Exercise instructions >>
The answer must be every line below that contains the string "window".

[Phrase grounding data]
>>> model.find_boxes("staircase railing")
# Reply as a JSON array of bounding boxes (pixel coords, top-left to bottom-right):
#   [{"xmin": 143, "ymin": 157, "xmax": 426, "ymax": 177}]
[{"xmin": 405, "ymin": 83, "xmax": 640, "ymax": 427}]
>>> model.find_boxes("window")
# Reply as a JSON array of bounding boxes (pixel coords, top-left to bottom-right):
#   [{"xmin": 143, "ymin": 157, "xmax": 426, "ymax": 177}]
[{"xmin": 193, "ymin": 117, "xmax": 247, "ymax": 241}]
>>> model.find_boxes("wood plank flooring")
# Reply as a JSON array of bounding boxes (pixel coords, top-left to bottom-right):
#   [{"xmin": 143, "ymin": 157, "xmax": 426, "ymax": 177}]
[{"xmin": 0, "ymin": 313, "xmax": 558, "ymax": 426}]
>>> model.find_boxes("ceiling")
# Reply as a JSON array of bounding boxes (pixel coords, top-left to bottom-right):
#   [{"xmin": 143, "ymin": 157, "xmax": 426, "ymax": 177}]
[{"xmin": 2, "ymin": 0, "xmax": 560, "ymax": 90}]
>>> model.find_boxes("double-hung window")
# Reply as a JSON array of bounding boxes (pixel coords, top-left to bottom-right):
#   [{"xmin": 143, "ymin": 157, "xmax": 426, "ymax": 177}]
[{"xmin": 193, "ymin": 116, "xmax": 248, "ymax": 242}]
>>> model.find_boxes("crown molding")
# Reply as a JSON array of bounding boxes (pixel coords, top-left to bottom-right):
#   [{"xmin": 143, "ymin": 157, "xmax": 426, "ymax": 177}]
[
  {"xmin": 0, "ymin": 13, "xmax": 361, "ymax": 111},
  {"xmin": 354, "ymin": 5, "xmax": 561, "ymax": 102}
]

Result for this task >>
>>> model.find_boxes("window")
>>> model.find_boxes("double-hung window")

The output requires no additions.